▶ [Goal of the exercise]: Gather each line of the listing below that contains the string "water", and copy those lines in full.

▶ [Extracted information]:
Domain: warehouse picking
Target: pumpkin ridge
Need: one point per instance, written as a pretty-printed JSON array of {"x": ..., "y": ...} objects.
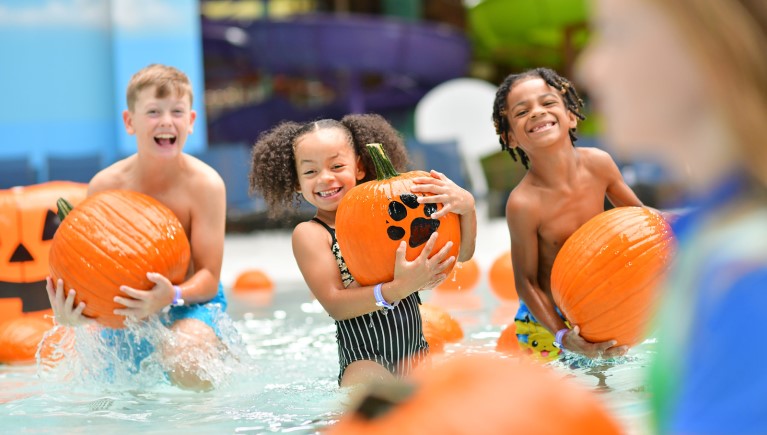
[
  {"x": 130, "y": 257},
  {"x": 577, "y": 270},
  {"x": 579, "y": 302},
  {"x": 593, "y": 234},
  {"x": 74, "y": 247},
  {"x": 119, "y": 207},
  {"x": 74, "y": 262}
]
--
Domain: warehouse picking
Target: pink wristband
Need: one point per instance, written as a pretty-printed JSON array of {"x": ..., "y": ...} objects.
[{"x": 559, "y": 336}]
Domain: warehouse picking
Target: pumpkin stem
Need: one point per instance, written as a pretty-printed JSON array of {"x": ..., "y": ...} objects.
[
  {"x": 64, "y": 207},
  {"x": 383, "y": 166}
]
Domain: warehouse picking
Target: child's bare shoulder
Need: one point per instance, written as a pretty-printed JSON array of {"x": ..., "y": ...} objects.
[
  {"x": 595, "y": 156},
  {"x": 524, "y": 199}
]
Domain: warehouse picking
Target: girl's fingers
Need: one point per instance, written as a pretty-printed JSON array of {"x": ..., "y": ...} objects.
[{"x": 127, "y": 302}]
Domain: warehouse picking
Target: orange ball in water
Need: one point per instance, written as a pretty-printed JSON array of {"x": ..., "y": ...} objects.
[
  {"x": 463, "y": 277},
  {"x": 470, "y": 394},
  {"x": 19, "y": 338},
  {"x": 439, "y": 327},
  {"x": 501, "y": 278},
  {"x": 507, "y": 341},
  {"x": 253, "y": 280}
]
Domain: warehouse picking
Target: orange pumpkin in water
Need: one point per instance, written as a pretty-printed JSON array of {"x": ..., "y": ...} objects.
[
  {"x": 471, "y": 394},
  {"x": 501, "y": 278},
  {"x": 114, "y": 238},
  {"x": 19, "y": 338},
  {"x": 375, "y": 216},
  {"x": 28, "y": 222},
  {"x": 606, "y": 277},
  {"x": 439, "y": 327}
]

▶ [Written answer]:
Target: orange ball in water
Target: orange pumpkin in water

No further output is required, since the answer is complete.